→ **Task prompt**: In the data below, edit the part that opens with the line containing "Might I ask you to point at the wooden handle" and closes with the line containing "point(648, 62)" so that "on ground" becomes "lying on the ground", leaving everything else untouched. Return only those lines.

→ **Rows**:
---+---
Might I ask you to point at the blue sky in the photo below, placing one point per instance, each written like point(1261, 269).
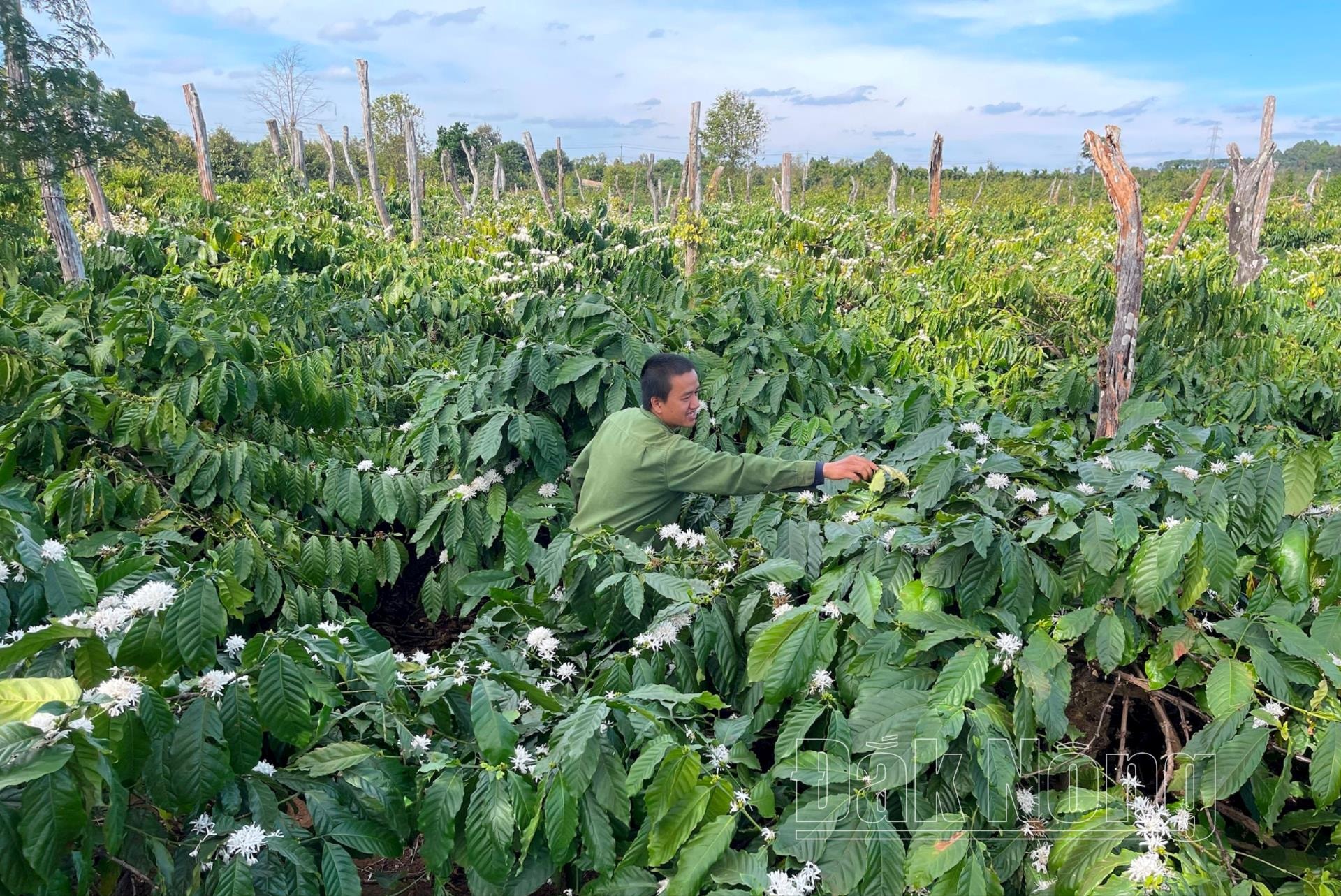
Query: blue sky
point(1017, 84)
---+---
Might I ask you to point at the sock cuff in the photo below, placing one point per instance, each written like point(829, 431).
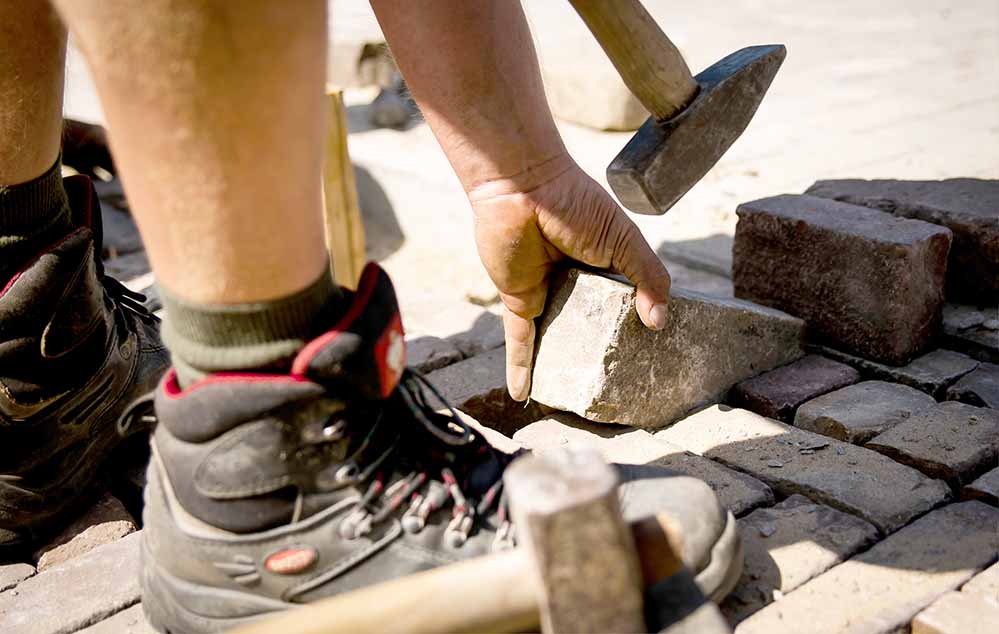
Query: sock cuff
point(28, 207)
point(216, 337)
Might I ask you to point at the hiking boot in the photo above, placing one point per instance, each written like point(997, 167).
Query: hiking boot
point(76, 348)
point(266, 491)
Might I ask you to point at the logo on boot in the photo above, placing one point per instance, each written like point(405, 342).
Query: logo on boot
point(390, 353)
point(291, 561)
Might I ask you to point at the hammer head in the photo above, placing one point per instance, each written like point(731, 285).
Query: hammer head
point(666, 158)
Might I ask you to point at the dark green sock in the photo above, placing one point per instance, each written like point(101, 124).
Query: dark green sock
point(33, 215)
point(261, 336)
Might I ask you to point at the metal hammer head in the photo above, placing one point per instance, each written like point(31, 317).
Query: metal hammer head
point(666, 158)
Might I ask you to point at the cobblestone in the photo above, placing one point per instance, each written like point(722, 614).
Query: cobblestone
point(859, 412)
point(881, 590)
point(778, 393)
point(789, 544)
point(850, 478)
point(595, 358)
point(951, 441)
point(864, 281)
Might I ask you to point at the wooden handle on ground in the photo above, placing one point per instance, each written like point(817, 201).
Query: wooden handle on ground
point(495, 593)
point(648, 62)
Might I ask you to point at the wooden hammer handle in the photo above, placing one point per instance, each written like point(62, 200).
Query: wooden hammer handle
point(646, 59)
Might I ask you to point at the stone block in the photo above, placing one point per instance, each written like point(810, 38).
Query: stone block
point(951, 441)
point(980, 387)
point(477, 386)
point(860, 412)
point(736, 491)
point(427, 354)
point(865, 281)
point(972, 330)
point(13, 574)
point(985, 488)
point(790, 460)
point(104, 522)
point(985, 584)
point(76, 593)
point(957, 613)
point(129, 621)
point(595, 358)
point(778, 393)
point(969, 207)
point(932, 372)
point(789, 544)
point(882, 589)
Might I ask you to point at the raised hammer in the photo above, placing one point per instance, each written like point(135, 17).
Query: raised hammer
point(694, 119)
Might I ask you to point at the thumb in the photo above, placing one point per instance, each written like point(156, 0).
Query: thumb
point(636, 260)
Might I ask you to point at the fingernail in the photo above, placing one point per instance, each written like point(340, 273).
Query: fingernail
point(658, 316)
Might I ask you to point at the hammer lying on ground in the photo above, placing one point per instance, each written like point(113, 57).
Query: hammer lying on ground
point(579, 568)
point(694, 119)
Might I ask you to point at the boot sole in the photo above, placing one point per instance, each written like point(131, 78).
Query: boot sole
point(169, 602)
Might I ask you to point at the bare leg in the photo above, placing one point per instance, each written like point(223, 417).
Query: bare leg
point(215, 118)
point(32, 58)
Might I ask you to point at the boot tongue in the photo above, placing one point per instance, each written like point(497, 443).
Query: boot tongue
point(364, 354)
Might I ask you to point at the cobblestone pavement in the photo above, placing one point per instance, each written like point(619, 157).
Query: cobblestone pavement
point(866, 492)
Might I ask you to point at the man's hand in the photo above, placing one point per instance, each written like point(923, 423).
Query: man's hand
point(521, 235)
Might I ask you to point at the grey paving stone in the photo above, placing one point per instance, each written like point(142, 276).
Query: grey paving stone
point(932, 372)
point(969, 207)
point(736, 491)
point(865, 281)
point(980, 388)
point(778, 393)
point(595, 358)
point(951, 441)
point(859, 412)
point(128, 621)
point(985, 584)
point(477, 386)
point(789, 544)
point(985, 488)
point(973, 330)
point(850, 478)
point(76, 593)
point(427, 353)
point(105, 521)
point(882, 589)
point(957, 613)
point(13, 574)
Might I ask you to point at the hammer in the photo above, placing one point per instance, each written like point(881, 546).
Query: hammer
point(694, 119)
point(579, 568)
---+---
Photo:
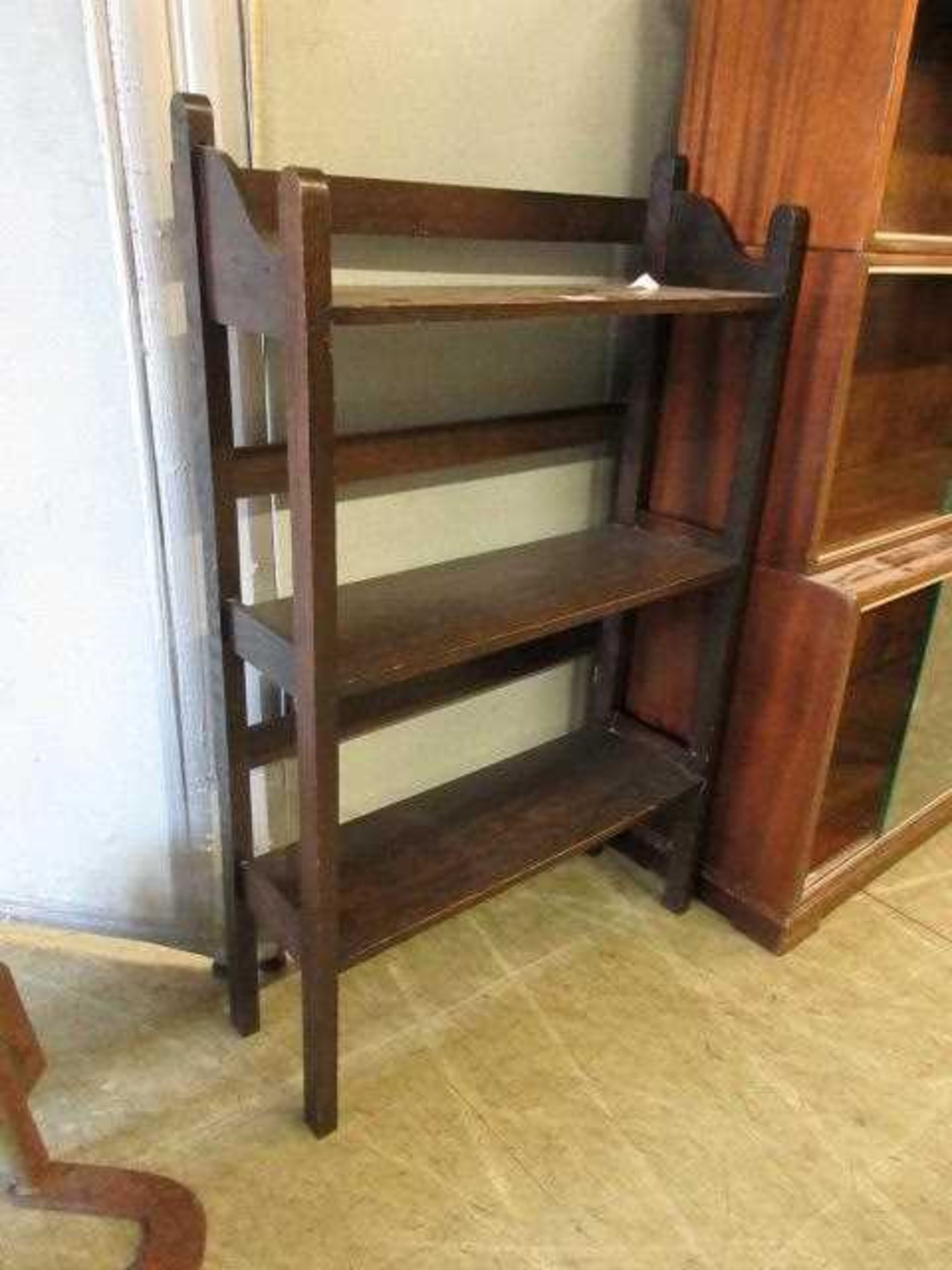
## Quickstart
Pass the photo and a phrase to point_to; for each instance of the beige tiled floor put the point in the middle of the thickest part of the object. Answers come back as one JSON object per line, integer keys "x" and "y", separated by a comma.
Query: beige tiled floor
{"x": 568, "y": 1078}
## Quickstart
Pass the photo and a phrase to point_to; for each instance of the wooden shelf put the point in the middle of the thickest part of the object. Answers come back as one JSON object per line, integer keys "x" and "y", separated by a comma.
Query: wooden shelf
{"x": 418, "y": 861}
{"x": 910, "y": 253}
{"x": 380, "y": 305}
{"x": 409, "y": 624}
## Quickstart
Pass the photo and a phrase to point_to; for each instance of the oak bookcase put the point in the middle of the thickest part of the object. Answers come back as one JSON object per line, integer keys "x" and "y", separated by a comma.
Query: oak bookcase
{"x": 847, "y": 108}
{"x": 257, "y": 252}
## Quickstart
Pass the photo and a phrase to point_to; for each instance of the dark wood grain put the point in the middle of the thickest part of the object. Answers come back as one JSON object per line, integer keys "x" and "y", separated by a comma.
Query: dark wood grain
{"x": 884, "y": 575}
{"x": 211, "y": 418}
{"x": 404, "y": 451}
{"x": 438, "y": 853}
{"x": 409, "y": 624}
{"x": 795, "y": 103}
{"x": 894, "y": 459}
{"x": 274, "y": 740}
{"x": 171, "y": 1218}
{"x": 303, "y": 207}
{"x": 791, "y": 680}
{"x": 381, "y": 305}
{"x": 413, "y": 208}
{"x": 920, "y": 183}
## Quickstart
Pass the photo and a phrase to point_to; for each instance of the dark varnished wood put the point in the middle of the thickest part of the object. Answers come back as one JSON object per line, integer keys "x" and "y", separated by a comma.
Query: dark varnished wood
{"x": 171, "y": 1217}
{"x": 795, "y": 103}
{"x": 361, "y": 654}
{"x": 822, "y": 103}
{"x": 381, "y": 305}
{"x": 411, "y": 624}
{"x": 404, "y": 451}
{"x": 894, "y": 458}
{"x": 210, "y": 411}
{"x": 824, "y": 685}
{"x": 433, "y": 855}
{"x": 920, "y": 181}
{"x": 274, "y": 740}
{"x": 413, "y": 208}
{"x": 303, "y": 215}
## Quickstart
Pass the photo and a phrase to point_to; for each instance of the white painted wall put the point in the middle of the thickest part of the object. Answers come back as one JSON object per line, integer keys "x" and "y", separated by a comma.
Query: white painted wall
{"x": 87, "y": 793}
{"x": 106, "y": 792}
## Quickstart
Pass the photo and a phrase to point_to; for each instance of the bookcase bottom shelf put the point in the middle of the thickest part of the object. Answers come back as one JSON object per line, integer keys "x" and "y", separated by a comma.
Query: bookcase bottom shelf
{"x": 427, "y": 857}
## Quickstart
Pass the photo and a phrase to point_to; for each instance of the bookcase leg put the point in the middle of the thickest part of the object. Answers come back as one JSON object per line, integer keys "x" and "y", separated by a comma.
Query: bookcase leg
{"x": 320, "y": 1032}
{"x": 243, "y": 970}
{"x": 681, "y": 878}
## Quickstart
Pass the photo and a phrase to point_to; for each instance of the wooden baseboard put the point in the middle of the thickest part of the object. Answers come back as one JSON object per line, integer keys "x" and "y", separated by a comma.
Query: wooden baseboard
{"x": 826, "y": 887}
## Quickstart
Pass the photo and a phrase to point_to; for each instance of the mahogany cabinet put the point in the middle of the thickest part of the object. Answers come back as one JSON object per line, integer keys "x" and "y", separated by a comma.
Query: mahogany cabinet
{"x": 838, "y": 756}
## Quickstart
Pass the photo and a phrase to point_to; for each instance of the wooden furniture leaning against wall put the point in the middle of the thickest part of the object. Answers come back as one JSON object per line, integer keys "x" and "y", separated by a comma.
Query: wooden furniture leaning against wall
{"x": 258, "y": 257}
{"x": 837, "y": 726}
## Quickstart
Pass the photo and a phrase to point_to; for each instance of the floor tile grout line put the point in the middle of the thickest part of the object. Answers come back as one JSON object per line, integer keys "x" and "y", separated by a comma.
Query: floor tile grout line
---+---
→ **Written response**:
Might I ask you to point at the wooden handle lying on the ground in the photo above, placing one point per instance, each written like point(817, 201).
Query: wooden handle lying on the ground
point(495, 593)
point(648, 62)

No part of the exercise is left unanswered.